Overall commentary from companies entering the year had mostly been positive that price increases would be enough to offset rising commodities, but with potential for tariffs and another recent run-up in prices there could be incremental risk. Residential and light commercial unitary pricing should be able to offset higher commodities with potential for another round of price increases later this year to offset any incremental headwinds, while those at the larger end and with more applied exposure sounded incrementally more negative versus standing guidance. We think the point of differentiation here is that applied HVAC business is booked as much as 12 months in advance, with pricing generally locked in at that point and making for a longer lag on the ability to pass through commodity-related price increases, while the nature of bids lends itself to more competition given decades of installed base influence being fought for by three players in a relatively visible manner with a relatively educated buyer.
Technology: VRF and inverter technology are factors, but legacy business models have proven resilient; IOT an increasing focus.
Ductless remains a key strategic theme, and we continue to think it should represent ~15% of the industry for both resi and commercial. However, growth rates appear to have cooled somewhat over the past year or two, more in the low DD range than 20%+, and while Asian partnerships are critical, the US remains solidly a ducted market. After VRF, the next wave of hype around the industry has been inverter technology, with almost all OEMs talking up capabilities at the premium end of the market, with some making noise around bringing this technology to more mainstream products. Similarly, the hype here is probably a bit ahead of reality, with inverters representing <5% of US shipments and legacy scroll technologies remaining resilient as EMR continues to innovate well and position their Climate business well strategically. IOT is also a hot topic as OEMs have honed in on their strategies and smart home technology adoption is picking up. On the resi side, OEMs are deploying smart sensors to build diagnostic/prognostic capabilities, and distributors have aggressively invested in technologies to develop cloud based apps for contractors and business intelligence expertise. We don’t envision a scenario where an HVAC player ends up owning the connected home, but the business model remains protected from disruption given the local contractor model, and HVAC companies should be able to effectively capture the value from their part of the connected home chain. In commercial, there has been a stepped up focus on leveraging building controls to improve HVAC performance and integrate the system into the overall connected building.

> What is needed
Continue the HVAC industry commentary beyond its final sentence.

> Data listing
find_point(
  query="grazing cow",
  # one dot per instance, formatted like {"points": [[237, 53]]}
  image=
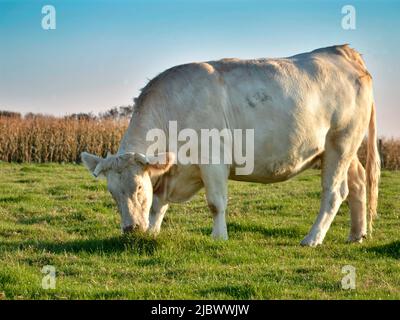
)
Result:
{"points": [[308, 107]]}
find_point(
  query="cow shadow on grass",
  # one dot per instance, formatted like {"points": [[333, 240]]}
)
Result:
{"points": [[390, 250], [279, 232], [229, 291], [139, 244]]}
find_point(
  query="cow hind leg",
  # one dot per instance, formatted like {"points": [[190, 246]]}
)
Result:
{"points": [[335, 166], [157, 213], [215, 183], [357, 201]]}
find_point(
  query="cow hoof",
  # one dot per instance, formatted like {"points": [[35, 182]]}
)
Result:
{"points": [[154, 231], [219, 236], [309, 241], [356, 238]]}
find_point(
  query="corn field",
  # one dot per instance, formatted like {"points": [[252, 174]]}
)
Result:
{"points": [[50, 139]]}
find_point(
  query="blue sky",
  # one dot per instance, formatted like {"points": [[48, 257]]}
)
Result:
{"points": [[103, 52]]}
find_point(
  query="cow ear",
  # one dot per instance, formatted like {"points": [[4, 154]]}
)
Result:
{"points": [[90, 161], [160, 164]]}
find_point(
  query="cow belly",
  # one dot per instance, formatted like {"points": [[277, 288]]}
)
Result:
{"points": [[275, 169]]}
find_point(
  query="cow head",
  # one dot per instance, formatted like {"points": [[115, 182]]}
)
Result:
{"points": [[129, 182]]}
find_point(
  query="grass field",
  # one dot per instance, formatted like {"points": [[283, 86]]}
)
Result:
{"points": [[58, 215]]}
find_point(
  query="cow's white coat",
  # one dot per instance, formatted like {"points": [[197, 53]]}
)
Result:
{"points": [[311, 106]]}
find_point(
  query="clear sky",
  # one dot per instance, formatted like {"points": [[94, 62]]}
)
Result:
{"points": [[102, 52]]}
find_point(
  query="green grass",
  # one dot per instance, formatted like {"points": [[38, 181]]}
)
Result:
{"points": [[59, 215]]}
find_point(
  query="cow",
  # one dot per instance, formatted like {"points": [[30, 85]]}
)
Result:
{"points": [[308, 107]]}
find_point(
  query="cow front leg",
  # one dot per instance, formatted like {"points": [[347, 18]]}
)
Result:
{"points": [[215, 183], [157, 213]]}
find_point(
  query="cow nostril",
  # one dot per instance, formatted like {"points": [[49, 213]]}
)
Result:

> Response to this task
Competitive dynamics mostly stable; potential for another round of consolidation but properties limited.
Competitively, dynamics remain stable, overall, but with some incremental share shift and a more pronounced focus on new product introductions over the past year. In terms of share, Trane appears to be the biggest winner near term, growing solidly above market in both resi and commercial, while Lennox continues to grow at or above market as well. Carrier and York have generally underperformed, though they have introduced some new products and relative growth is showing signs of improvement. Daikin appears to be growing about in line, and we have been impressed with what we have seen from Rheem as an up and comer. Trane and Lennox aggressively invested in new products over the past several years, smartly reinvesting during a cycle uptick with low commodity prices, but appear to be switching more to a harvesting mode near term, whereas, Carrier and York had underinvested but are now rolling out new products to address key markets. Daikin is focused on ramping its new facility near term, while Watsco has invested heavily in new technology and EMR remains the technology leader in compressors, deftly navigating an evolving landscape to remain on top. In terms of potential OEM consolidation, we continue to see rationale for another round of consolidation, but we don’t view anything as imminent near term given other portfolio concerns at UTX/JCI, and a limited amount of other properties which could be for sale.